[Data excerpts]
......

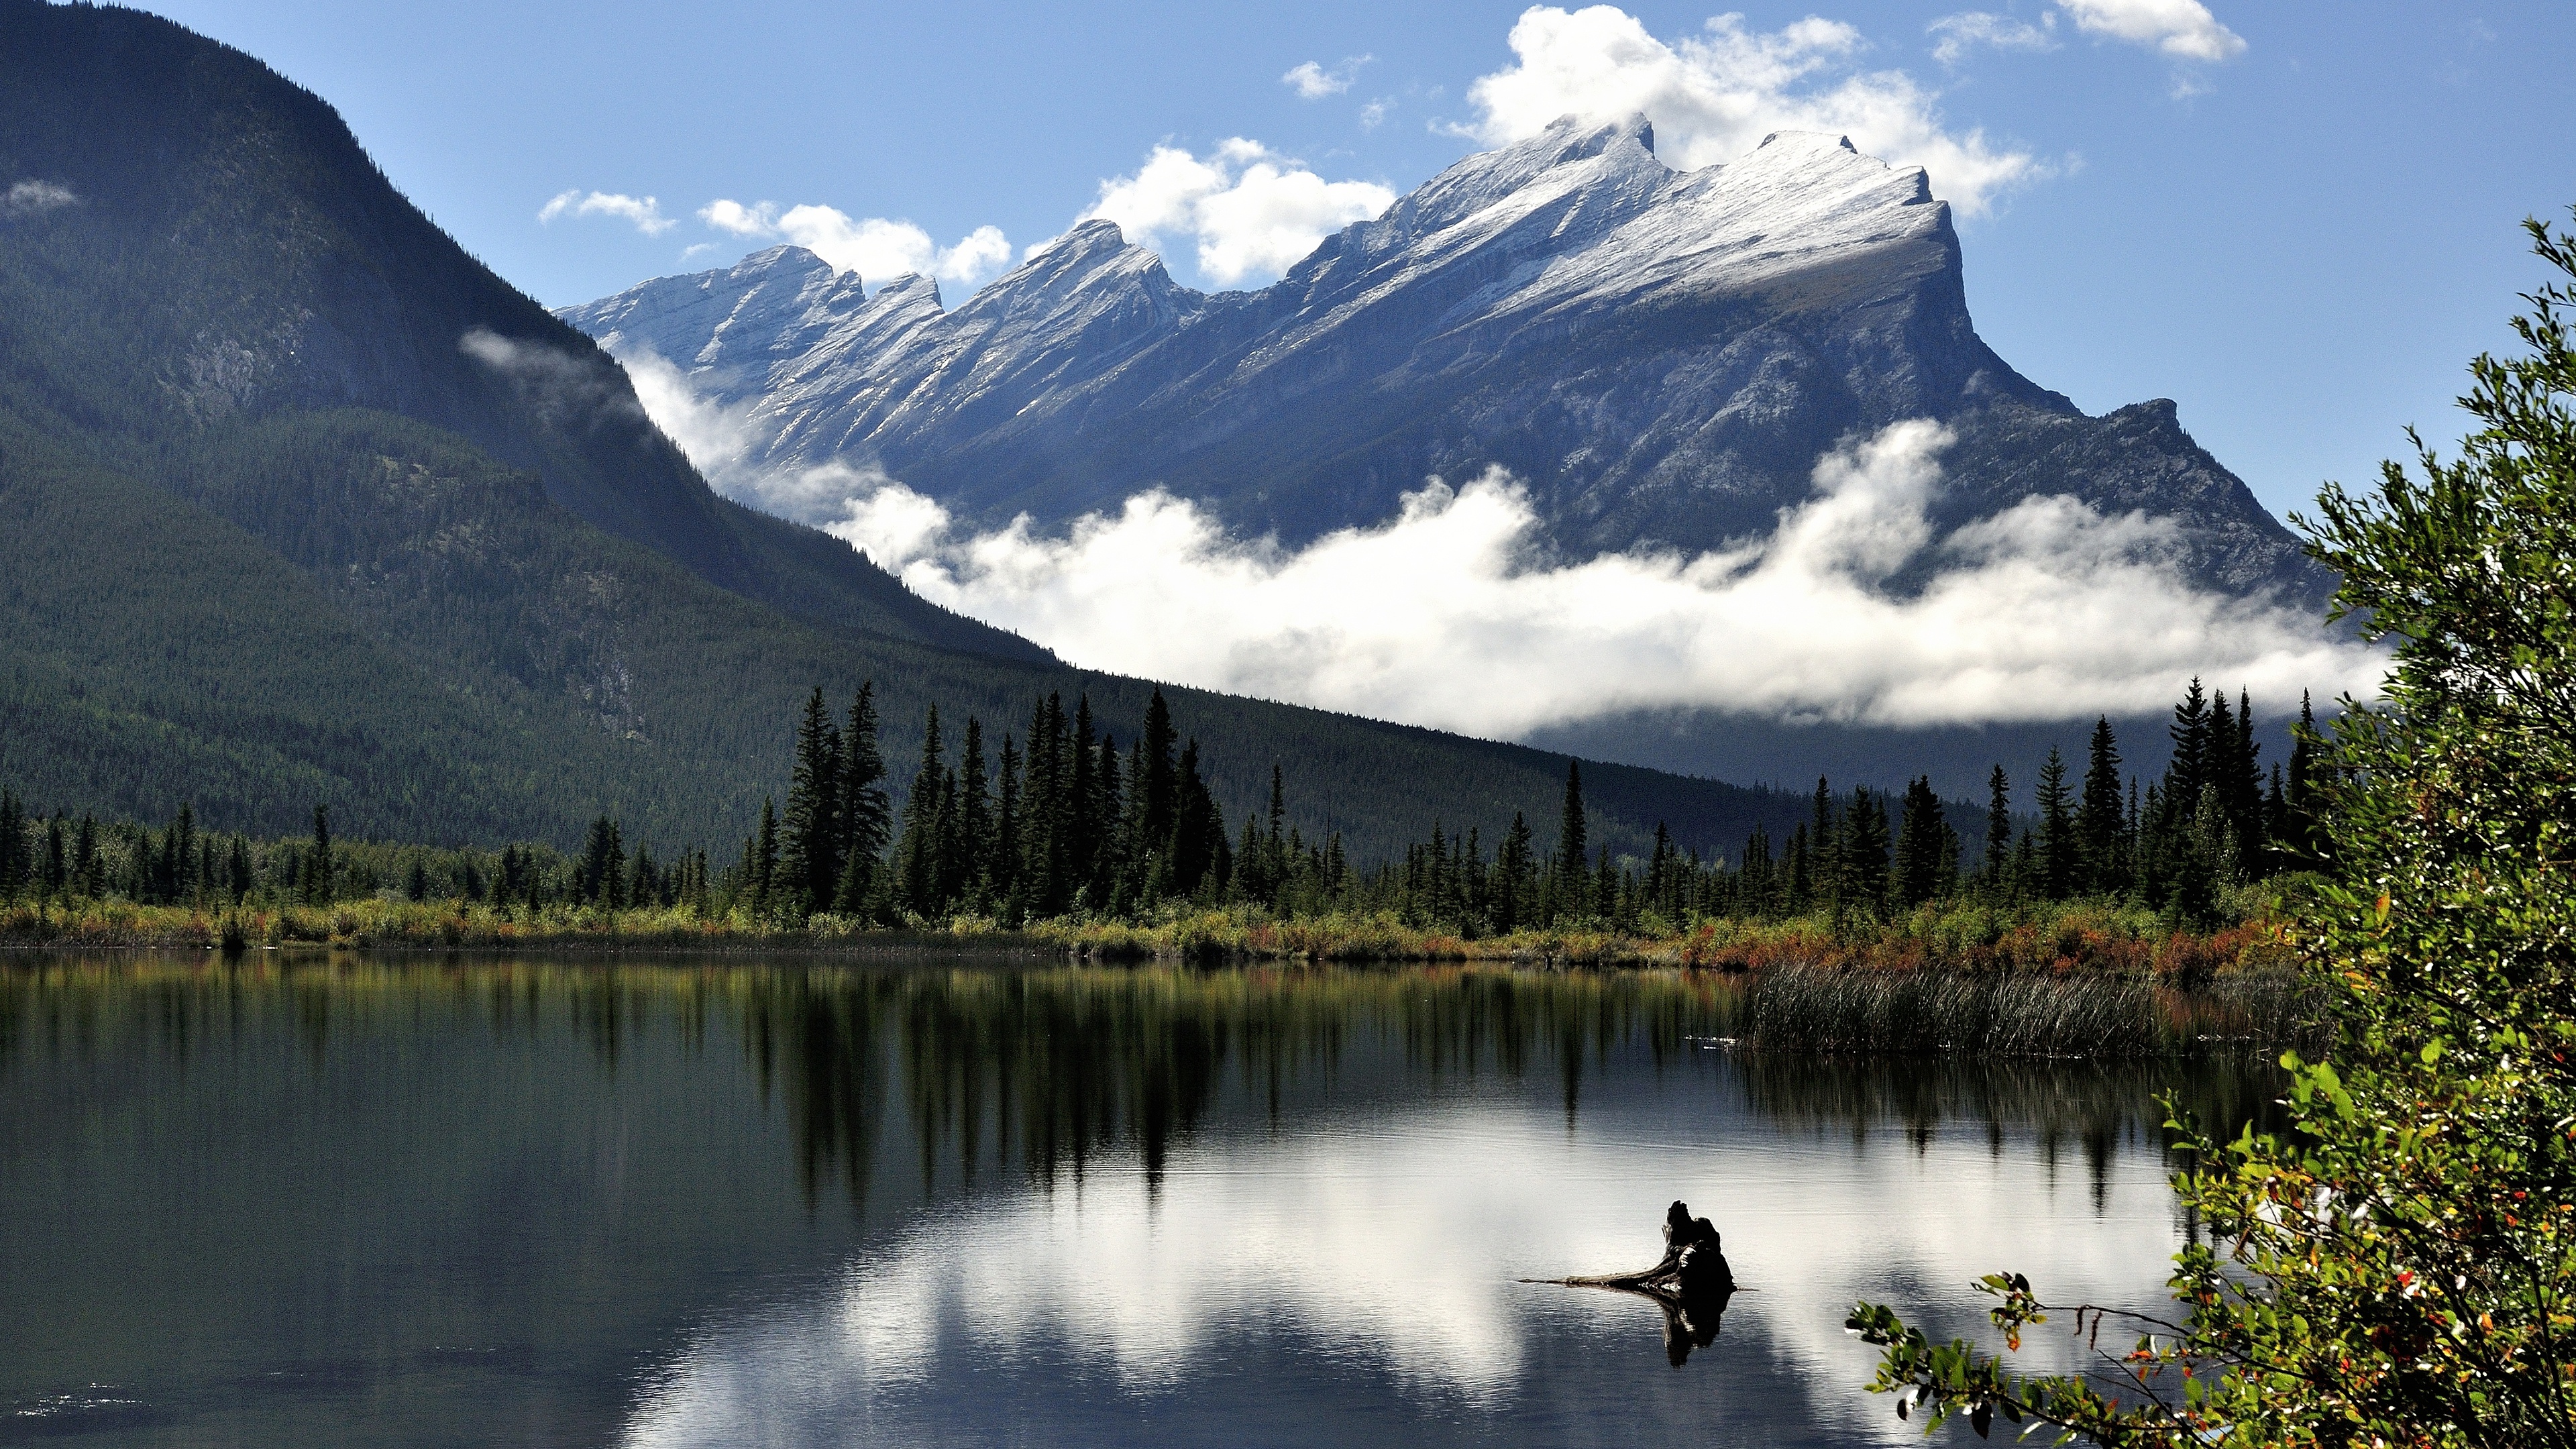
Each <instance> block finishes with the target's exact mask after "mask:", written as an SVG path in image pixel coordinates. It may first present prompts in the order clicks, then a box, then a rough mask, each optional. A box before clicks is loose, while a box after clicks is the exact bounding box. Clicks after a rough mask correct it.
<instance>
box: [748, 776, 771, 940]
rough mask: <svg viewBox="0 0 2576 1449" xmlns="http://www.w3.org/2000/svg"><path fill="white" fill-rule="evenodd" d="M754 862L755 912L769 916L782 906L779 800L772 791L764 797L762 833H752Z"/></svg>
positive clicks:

......

Task to complete: A word-for-word copy of the records above is needed, pictures excluded.

The answer:
Each <instance> block finishes with the target's exact mask after "mask:", written as an SVG path in image pixel coordinates. It may first present prompts in the order clicks, then a box, then a rough mask, each optional. A box before clicks is loose, while a box after clicks is the exact bounding box. Clicks after a rough mask correct it.
<instance>
box: [748, 776, 771, 940]
rough mask: <svg viewBox="0 0 2576 1449" xmlns="http://www.w3.org/2000/svg"><path fill="white" fill-rule="evenodd" d="M754 862L755 912L769 916L782 906L779 800L772 791L764 797L762 833H752Z"/></svg>
positive clicks:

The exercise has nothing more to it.